Task objective
Gather every line in the data below that contains the word "rocky", copying each one unchanged.

Image point annotation entries
○ ○ ○
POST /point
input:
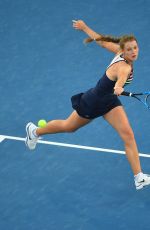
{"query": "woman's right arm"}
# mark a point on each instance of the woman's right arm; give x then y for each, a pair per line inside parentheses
(80, 25)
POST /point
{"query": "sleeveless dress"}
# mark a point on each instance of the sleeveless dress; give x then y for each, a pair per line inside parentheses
(99, 100)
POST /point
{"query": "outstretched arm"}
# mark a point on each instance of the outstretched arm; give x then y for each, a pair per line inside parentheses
(81, 25)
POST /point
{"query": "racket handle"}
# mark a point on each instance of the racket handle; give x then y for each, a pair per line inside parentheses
(126, 94)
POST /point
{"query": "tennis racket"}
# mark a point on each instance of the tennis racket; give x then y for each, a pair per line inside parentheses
(143, 97)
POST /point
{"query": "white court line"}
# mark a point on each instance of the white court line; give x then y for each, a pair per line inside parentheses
(3, 137)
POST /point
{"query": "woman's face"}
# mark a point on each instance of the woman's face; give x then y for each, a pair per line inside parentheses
(131, 51)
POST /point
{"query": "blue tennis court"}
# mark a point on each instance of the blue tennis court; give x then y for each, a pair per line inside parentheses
(43, 63)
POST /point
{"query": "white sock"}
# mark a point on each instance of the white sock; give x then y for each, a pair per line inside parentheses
(34, 133)
(136, 177)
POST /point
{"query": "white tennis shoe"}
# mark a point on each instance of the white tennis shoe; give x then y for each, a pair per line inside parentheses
(142, 180)
(31, 139)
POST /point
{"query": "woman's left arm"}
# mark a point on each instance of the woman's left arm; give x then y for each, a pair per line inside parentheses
(81, 25)
(122, 75)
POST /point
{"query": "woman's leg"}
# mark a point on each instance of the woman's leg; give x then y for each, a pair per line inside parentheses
(118, 119)
(71, 124)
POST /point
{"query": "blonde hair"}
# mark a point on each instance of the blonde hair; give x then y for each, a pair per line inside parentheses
(119, 40)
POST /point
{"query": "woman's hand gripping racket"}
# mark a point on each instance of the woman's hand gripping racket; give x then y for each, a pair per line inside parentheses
(143, 97)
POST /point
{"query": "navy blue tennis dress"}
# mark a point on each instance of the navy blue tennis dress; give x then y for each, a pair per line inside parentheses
(99, 100)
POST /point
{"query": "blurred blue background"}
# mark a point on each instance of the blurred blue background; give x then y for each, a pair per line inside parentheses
(43, 63)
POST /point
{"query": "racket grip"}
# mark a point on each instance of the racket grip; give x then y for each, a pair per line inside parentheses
(126, 94)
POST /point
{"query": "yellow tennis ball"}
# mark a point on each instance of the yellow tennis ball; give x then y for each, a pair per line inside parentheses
(42, 123)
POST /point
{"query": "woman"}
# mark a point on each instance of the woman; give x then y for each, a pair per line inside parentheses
(102, 100)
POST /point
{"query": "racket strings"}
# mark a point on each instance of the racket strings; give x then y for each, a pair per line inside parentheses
(148, 101)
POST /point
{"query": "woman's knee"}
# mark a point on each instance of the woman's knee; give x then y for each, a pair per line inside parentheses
(69, 128)
(127, 134)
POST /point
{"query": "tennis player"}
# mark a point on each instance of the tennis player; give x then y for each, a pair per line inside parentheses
(102, 100)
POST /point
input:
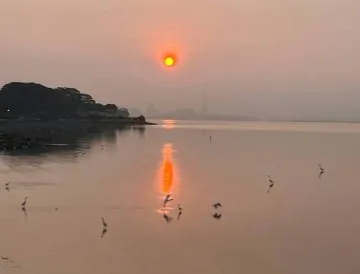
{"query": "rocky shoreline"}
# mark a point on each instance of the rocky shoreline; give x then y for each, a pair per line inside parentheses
(20, 135)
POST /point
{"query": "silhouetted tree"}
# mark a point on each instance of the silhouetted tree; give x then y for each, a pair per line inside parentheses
(35, 100)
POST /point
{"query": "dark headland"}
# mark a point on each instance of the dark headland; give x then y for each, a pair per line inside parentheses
(33, 115)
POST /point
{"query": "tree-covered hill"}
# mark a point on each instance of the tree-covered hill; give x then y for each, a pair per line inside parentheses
(37, 101)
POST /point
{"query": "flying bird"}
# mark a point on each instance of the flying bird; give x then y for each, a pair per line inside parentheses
(167, 218)
(217, 205)
(217, 216)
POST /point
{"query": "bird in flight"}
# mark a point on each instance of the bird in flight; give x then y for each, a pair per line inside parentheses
(167, 218)
(167, 199)
(272, 184)
(217, 216)
(216, 205)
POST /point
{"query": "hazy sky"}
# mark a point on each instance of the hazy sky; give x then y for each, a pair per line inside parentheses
(273, 57)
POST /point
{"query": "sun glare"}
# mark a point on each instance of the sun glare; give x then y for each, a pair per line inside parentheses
(169, 61)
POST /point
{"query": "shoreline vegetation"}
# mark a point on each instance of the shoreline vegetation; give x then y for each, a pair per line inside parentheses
(35, 116)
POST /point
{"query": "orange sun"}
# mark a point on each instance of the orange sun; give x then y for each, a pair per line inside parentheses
(169, 60)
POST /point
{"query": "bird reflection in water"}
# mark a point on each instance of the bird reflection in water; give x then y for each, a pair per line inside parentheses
(217, 216)
(103, 232)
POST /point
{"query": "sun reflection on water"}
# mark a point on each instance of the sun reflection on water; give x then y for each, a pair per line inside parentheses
(167, 178)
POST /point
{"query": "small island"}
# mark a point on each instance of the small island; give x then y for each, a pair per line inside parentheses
(32, 115)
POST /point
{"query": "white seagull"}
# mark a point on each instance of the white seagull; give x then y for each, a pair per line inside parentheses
(168, 199)
(217, 205)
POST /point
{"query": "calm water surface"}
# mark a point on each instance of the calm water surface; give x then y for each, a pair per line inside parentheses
(304, 225)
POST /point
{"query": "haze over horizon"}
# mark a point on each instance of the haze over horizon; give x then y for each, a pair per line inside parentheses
(281, 58)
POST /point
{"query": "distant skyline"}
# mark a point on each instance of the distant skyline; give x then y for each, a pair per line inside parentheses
(279, 58)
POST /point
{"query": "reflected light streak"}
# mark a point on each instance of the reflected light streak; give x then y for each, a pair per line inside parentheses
(168, 124)
(168, 178)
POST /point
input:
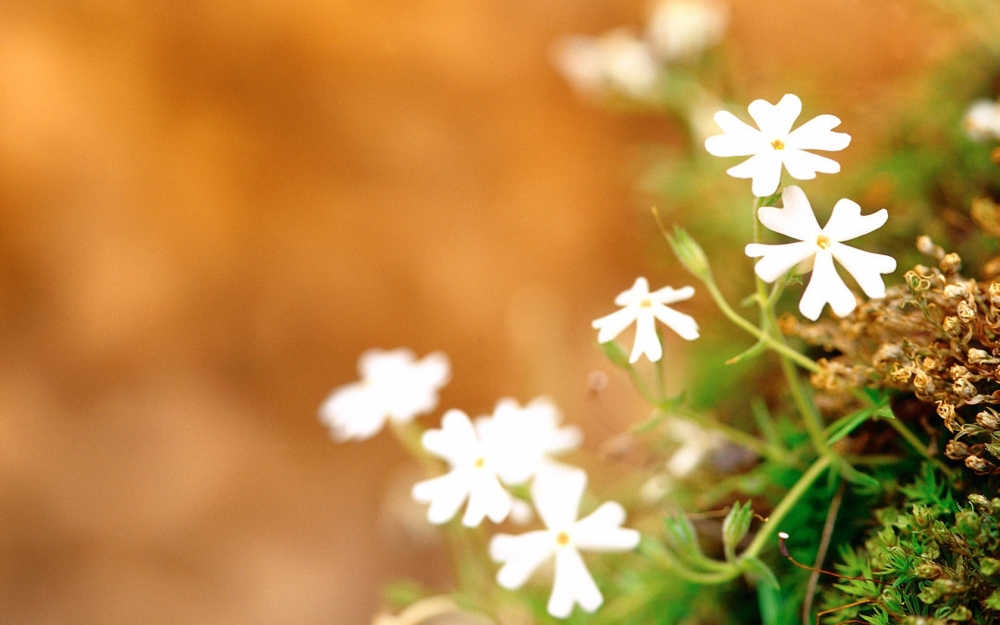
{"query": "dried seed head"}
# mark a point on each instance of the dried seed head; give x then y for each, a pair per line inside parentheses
(966, 312)
(977, 356)
(901, 374)
(951, 263)
(995, 293)
(988, 420)
(952, 326)
(954, 291)
(964, 389)
(956, 450)
(979, 465)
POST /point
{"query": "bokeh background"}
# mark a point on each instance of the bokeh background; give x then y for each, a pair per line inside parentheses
(209, 209)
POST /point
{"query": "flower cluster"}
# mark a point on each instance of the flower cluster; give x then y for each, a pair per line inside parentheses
(486, 456)
(622, 63)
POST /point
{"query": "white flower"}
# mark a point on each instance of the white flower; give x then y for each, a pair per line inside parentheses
(617, 61)
(557, 497)
(523, 438)
(473, 475)
(393, 386)
(509, 447)
(696, 443)
(685, 28)
(982, 120)
(816, 250)
(776, 144)
(641, 306)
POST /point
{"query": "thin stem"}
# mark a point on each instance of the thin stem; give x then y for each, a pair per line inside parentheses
(824, 545)
(780, 347)
(785, 506)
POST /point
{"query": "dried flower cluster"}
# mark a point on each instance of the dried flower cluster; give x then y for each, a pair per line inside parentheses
(937, 336)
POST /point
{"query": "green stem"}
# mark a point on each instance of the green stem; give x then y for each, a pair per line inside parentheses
(787, 503)
(778, 346)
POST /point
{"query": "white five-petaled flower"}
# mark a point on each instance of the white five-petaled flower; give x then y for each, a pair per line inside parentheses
(776, 144)
(509, 447)
(982, 120)
(684, 28)
(817, 247)
(642, 307)
(394, 386)
(557, 495)
(616, 61)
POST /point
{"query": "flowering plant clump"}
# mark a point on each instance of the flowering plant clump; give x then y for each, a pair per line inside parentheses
(838, 468)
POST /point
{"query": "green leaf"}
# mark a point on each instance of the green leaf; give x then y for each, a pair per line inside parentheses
(614, 352)
(760, 572)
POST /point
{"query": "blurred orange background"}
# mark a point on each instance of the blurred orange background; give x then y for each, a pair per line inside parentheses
(209, 209)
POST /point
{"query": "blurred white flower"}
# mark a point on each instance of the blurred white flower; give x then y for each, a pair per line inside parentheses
(816, 249)
(982, 120)
(642, 307)
(696, 443)
(616, 61)
(776, 144)
(394, 385)
(525, 437)
(557, 495)
(684, 28)
(473, 475)
(509, 447)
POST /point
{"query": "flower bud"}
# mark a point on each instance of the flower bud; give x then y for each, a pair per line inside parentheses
(964, 389)
(977, 356)
(966, 312)
(956, 450)
(979, 465)
(988, 420)
(925, 245)
(951, 263)
(689, 253)
(952, 326)
(954, 291)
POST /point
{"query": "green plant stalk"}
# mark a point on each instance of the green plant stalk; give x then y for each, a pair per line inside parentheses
(778, 346)
(785, 506)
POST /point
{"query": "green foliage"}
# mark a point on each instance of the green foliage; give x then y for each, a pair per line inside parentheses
(929, 558)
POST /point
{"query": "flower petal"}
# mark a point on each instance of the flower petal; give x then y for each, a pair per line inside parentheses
(739, 138)
(353, 411)
(826, 286)
(669, 295)
(638, 291)
(486, 498)
(573, 584)
(521, 555)
(646, 340)
(557, 493)
(795, 220)
(847, 223)
(804, 165)
(779, 258)
(445, 494)
(682, 324)
(816, 134)
(612, 325)
(865, 267)
(601, 530)
(775, 121)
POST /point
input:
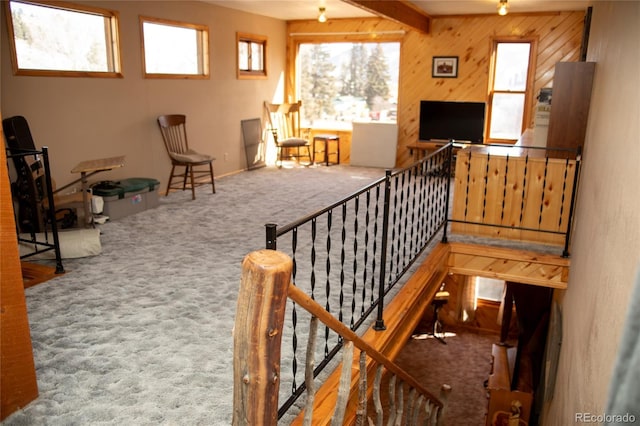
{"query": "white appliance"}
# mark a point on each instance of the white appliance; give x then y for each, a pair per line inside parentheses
(541, 124)
(374, 144)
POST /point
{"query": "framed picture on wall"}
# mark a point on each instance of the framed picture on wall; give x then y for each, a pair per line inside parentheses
(445, 67)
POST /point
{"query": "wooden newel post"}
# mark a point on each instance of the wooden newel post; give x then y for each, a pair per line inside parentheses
(257, 337)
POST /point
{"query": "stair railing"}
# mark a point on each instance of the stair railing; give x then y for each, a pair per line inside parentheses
(265, 287)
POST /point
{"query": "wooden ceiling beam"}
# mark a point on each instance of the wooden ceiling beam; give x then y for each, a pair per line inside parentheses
(396, 10)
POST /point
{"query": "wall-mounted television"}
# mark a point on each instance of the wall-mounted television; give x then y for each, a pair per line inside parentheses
(447, 120)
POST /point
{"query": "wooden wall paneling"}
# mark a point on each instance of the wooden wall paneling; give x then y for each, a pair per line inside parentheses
(17, 369)
(559, 36)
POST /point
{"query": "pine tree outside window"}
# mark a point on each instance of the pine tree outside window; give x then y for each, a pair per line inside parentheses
(339, 83)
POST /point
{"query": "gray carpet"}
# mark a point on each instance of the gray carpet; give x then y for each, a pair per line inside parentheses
(141, 334)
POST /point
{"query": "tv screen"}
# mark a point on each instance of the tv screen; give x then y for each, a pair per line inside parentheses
(446, 120)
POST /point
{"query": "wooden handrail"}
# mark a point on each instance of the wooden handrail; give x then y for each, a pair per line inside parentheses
(264, 289)
(326, 318)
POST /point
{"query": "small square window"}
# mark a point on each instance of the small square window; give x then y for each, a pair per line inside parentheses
(60, 39)
(174, 49)
(252, 54)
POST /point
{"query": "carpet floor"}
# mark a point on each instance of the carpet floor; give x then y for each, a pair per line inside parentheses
(142, 333)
○ ○ ○
Solution below
{"query": "rocky shoreline"}
# mark a point on each instance of the rocky shoreline; give x then y for each, a pair per line inside parentheses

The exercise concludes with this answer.